- ЗАДАНИЕ 1:
Процитируйте дословно фрагмент отрывка о царе Василии Ивановиче от слов «Царь Василій Ивановичъ, вступившій» до слов «казанскій митрополитъ Гермогенъ.» включительно.

Царь Василій Ивановичъ, вступившій на престолъ уже пожилымъ человѣкомъ (50–ти лѣтъ), — отъ природы умный и находчивый, — сразу же сталъ принимать мѣры къ тому, чтобы укрѣпить свою власть. Онъ смѣнилъ патріарха — грека Игнатія, котораго русскіе считали потаковникомъ Лжедимитрія, и хотѣлъ было возвести на патріаршій престолъ Ростовскаго митрополита Филарета Никитича Романова, но потомъ отказался отъ этого намѣренія: до него дошли вновь появившіеся въ Москвѣ толки о правахъ Романовыхъ на царскій престолъ. На патріашій престолъ возведенъ былъ великій ревнитель православія, казанскій митрополитъ Гермогенъ.

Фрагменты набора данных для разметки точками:
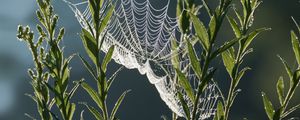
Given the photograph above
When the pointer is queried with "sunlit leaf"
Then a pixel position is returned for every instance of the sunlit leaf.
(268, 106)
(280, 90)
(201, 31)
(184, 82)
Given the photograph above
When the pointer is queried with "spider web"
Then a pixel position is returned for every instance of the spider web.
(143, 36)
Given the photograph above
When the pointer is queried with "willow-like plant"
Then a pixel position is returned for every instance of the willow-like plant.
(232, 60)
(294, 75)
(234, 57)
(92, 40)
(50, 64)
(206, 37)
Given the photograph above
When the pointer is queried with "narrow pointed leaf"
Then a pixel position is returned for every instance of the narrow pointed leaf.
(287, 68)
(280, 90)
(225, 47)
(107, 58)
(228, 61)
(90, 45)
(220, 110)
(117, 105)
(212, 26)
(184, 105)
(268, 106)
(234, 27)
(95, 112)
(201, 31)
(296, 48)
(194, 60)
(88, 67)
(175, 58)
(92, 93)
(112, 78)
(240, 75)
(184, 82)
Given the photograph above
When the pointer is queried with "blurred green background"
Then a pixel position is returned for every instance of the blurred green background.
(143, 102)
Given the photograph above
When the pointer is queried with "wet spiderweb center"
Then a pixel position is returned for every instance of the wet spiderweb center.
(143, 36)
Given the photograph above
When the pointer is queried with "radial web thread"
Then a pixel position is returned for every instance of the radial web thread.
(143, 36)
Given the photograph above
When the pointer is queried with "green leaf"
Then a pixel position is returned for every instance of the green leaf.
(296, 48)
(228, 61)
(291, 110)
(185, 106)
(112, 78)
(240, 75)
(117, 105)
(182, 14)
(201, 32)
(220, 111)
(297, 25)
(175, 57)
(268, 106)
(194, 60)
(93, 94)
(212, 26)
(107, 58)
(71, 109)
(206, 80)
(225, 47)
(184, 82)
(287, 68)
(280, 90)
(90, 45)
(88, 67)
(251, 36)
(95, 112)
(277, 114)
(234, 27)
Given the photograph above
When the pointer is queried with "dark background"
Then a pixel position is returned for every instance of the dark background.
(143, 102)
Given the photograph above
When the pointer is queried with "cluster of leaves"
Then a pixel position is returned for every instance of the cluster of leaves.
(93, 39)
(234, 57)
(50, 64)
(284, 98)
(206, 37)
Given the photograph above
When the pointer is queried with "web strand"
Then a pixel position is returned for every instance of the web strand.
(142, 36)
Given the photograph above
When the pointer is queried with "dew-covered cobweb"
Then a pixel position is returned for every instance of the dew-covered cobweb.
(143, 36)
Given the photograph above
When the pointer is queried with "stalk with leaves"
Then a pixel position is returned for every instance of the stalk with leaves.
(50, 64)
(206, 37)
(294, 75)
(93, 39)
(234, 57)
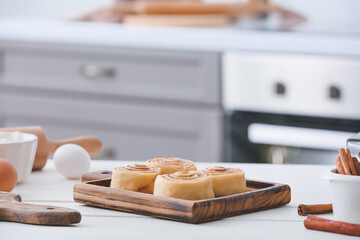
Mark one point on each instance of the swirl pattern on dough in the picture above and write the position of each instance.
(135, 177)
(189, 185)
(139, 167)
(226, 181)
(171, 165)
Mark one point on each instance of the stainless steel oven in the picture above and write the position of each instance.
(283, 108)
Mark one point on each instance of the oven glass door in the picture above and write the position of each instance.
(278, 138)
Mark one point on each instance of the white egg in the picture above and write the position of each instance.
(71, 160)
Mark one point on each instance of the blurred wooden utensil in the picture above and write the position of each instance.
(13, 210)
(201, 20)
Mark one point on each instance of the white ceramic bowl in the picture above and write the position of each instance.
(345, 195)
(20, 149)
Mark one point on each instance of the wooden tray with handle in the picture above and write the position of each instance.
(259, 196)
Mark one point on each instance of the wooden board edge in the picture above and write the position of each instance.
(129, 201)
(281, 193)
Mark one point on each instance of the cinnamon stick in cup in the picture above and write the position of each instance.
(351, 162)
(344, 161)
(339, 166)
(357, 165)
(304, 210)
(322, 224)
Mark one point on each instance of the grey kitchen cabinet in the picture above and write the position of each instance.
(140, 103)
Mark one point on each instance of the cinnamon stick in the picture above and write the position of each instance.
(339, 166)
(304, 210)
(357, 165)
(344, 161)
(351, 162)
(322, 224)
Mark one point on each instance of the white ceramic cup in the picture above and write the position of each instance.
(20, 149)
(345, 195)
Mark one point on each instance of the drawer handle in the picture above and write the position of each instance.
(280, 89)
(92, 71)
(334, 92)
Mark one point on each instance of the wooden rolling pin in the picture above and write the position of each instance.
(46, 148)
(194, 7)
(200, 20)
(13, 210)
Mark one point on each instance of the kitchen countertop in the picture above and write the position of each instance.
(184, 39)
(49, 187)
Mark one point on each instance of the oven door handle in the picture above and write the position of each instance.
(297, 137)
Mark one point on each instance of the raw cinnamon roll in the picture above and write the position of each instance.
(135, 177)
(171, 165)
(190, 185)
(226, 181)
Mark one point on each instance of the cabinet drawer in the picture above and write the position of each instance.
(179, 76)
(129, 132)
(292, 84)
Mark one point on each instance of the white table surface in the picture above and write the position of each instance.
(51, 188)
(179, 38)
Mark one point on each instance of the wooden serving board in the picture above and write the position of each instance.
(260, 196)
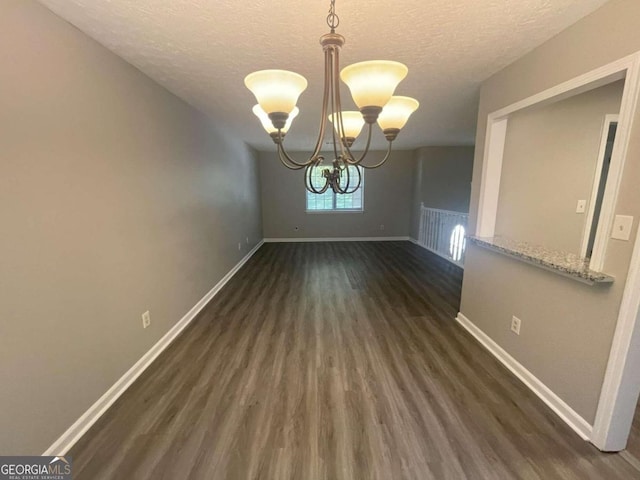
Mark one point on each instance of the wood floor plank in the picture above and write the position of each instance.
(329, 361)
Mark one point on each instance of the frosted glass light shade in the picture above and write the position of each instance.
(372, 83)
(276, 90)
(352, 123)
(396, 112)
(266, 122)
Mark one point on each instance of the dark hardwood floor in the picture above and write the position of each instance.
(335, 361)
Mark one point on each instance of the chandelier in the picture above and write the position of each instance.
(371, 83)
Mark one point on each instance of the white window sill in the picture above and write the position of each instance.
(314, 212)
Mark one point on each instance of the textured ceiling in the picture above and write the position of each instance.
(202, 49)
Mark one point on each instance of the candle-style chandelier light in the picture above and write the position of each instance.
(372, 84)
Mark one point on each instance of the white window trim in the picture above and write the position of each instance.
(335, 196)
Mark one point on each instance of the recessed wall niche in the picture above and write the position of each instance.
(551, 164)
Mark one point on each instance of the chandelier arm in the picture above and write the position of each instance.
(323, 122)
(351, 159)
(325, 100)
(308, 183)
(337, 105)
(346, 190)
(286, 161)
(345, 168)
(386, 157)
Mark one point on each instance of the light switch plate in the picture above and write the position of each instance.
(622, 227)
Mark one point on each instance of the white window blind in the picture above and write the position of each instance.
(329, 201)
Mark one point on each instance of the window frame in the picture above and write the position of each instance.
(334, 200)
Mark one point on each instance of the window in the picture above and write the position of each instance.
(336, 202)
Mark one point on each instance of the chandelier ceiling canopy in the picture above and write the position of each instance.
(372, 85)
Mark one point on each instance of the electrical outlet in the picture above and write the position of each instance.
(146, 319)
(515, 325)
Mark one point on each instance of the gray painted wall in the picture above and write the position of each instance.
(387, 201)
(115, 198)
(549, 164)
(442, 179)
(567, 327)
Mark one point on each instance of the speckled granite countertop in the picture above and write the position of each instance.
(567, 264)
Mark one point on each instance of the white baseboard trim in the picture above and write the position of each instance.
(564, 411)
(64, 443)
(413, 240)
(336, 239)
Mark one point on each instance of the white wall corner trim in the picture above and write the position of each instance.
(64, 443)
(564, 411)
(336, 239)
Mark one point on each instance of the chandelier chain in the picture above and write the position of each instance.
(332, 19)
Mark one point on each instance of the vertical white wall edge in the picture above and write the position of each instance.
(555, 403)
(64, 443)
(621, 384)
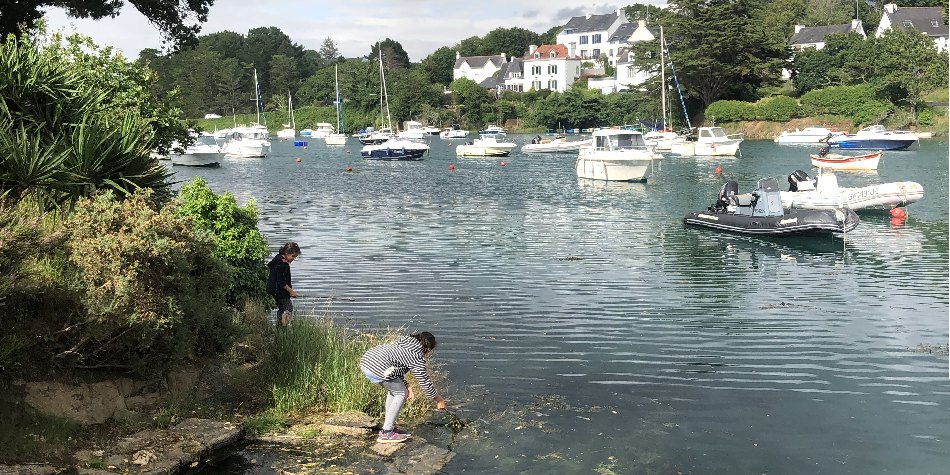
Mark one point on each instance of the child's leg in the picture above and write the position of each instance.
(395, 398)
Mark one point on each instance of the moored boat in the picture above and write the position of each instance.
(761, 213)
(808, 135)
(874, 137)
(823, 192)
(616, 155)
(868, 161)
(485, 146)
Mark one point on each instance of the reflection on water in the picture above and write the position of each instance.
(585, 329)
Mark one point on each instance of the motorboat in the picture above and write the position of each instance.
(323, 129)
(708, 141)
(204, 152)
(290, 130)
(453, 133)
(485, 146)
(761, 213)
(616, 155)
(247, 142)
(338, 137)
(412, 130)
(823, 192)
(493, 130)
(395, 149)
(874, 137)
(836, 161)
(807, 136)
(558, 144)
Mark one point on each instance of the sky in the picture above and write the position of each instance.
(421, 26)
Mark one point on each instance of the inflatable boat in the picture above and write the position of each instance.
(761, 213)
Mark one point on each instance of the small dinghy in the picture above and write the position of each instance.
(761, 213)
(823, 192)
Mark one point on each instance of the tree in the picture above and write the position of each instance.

- ЗАДАНИЕ 2:
Перенесите в список строк JSON строки данных выше, начиная со строки с «Mark one point on each instance of the child's» и до последней строки данных включительно. Каждой строке соответствует один элемент списка, пустые строки пропустите.

- ПОЛНЫЙ ОТВЕТ 1:
Царь Василій Ивановичъ, вступившій на престолъ уже пожилымъ человѣкомъ (50–ти лѣтъ), — отъ природы умный и находчивый, — сразу же сталъ принимать мѣры къ тому, чтобы укрѣпить свою власть. Онъ смѣнилъ патріарха — грека Игнатія, котораго русскіе считали потаковникомъ Лжедимитрія, и хотѣлъ было возвести на патріаршій престолъ Ростовскаго митрополита Филарета Никитича Романова, но потомъ отказался отъ этого намѣренія: до него дошли вновь появившіеся въ Москвѣ толки о правахъ Романовыхъ на царскій престолъ. На патріашій престолъ возведенъ былъ великій ревнитель православія, казанскій митрополитъ Гермогенъ.

- ПОЛНЫЙ ОТВЕТ 2:
[
  "Mark one point on each instance of the child's leg in the picture above and write the position of each instance.",
  "(395, 398)",
  "Mark one point on each instance of the moored boat in the picture above and write the position of each instance.",
  "(761, 213)",
  "(808, 135)",
  "(874, 137)",
  "(823, 192)",
  "(616, 155)",
  "(868, 161)",
  "(485, 146)",
  "Mark one point on each instance of the reflection on water in the picture above and write the position of each instance.",
  "(585, 329)",
  "Mark one point on each instance of the motorboat in the picture above and write the position of each instance.",
  "(323, 129)",
  "(708, 141)",
  "(204, 152)",
  "(290, 130)",
  "(453, 133)",
  "(485, 146)",
  "(761, 213)",
  "(616, 155)",
  "(247, 142)",
  "(338, 137)",
  "(412, 130)",
  "(823, 192)",
  "(493, 130)",
  "(395, 149)",
  "(874, 137)",
  "(836, 161)",
  "(807, 136)",
  "(558, 144)",
  "Mark one point on each instance of the sky in the picture above and write the position of each instance.",
  "(421, 26)",
  "Mark one point on each instance of the inflatable boat in the picture above and write the position of each instance.",
  "(761, 213)",
  "Mark one point on each instance of the small dinghy in the picture above and write the position of each instance.",
  "(761, 213)",
  "(823, 192)",
  "Mark one point on each instance of the tree in the picture above and write the position of each instance."
]